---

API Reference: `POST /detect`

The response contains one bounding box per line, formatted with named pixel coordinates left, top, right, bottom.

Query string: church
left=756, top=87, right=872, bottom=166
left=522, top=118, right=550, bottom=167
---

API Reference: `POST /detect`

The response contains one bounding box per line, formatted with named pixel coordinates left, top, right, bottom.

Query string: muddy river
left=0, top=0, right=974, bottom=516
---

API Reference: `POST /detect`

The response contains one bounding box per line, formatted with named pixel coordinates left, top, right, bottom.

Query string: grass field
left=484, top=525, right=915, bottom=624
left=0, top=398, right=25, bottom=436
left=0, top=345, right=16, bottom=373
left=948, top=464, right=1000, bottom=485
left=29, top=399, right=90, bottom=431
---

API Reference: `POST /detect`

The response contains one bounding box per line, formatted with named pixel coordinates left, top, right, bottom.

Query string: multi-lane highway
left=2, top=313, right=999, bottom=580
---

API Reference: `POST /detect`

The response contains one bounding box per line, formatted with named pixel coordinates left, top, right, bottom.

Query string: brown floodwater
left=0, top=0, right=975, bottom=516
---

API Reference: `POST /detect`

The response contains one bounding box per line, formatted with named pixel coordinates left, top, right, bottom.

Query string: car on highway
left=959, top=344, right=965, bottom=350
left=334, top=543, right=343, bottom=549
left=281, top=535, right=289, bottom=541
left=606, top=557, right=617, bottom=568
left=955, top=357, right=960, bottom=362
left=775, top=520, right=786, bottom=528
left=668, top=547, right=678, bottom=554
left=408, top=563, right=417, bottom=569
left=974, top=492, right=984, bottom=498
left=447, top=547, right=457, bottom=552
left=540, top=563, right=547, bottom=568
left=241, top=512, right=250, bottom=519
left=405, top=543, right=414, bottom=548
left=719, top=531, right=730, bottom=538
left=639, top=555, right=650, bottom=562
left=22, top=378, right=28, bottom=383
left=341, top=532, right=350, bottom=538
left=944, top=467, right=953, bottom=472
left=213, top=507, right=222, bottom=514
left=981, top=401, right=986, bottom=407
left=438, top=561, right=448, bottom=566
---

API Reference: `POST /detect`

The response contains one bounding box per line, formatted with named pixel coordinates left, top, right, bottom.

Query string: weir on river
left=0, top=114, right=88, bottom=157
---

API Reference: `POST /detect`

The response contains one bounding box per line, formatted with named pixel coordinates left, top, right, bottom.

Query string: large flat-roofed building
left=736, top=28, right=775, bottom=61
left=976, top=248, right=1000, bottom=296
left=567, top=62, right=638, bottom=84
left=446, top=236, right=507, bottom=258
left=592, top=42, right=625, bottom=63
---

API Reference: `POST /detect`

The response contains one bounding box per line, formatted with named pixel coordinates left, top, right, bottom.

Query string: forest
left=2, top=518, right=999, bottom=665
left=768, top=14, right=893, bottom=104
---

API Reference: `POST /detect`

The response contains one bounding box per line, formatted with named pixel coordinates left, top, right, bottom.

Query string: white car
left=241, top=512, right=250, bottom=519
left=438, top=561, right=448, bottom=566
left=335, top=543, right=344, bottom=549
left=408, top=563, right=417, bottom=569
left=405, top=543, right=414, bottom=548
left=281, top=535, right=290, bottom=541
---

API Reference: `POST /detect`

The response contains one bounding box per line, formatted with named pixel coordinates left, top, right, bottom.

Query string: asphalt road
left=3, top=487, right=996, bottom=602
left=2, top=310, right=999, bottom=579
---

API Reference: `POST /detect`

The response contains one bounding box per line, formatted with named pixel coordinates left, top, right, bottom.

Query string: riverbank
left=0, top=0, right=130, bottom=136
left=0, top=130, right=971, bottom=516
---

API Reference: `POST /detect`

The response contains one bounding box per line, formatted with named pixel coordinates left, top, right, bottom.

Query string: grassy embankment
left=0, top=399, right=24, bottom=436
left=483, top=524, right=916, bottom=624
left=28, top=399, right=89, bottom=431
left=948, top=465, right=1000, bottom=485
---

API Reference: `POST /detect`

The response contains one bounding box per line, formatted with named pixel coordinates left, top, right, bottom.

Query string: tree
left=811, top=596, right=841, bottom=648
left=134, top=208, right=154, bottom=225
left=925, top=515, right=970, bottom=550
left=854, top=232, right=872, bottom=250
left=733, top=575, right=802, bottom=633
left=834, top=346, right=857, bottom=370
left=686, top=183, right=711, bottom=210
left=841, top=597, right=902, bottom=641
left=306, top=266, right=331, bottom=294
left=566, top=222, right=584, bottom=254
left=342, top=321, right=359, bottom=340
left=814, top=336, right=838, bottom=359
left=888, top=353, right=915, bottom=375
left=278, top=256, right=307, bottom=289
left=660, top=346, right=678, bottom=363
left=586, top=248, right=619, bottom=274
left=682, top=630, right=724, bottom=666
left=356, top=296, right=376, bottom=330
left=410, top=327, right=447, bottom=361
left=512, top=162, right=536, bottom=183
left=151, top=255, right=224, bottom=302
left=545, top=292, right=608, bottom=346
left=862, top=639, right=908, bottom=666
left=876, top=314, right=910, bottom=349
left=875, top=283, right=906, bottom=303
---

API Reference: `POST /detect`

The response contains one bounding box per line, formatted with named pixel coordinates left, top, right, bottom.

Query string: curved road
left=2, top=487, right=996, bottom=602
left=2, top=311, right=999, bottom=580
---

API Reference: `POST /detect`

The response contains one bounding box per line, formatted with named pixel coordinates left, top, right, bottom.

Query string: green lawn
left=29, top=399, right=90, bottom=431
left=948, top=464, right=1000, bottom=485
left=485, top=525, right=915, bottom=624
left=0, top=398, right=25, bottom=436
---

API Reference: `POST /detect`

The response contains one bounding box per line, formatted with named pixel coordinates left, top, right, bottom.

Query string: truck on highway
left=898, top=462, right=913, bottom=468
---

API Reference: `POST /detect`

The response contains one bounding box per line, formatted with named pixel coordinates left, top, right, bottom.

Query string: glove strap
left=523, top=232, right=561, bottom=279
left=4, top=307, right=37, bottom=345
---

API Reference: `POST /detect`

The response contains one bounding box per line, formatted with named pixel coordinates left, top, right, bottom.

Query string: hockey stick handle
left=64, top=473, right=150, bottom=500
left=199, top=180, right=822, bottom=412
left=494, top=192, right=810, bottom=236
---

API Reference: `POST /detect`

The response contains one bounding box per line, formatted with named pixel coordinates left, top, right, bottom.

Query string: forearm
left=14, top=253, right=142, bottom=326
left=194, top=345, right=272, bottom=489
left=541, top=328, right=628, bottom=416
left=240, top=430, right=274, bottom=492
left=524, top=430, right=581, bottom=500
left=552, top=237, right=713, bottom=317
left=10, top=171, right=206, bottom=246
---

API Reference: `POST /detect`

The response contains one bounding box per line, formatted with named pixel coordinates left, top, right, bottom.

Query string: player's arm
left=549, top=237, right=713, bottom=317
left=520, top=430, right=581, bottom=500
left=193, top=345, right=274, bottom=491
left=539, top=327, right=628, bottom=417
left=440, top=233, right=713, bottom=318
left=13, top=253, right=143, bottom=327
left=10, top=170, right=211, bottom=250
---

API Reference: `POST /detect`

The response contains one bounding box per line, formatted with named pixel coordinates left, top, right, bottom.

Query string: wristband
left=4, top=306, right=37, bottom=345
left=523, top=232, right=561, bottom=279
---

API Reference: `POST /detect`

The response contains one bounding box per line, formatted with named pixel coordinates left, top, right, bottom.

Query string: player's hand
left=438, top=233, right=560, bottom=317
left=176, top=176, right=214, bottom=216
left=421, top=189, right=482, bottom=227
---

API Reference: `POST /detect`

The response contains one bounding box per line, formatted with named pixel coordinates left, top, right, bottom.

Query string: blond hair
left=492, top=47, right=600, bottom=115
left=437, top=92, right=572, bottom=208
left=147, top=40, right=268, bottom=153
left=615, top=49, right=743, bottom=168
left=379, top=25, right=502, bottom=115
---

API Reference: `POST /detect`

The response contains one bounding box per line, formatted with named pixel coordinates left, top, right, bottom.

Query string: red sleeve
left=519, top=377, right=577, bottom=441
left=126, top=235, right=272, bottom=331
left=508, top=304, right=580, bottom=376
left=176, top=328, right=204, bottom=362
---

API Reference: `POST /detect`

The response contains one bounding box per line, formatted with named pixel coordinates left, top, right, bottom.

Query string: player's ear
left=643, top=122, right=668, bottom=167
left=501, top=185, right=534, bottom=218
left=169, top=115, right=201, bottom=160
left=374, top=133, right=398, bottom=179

+---+

Your answer must be the lines from the one holding "Query string: red sleeve" to the end of the listing above, exactly as written and nothing else.

WRITTEN SOLUTION —
Query string: red sleeve
left=519, top=377, right=577, bottom=441
left=126, top=235, right=272, bottom=331
left=508, top=304, right=580, bottom=376
left=176, top=328, right=204, bottom=362
---

API Reference: `POST /detect`

The response contains one bounding box per line, formatted with named pixel coordinates left, top, right, bottom.

Query string: player's ear
left=643, top=122, right=668, bottom=167
left=501, top=185, right=534, bottom=218
left=169, top=115, right=201, bottom=160
left=374, top=133, right=398, bottom=179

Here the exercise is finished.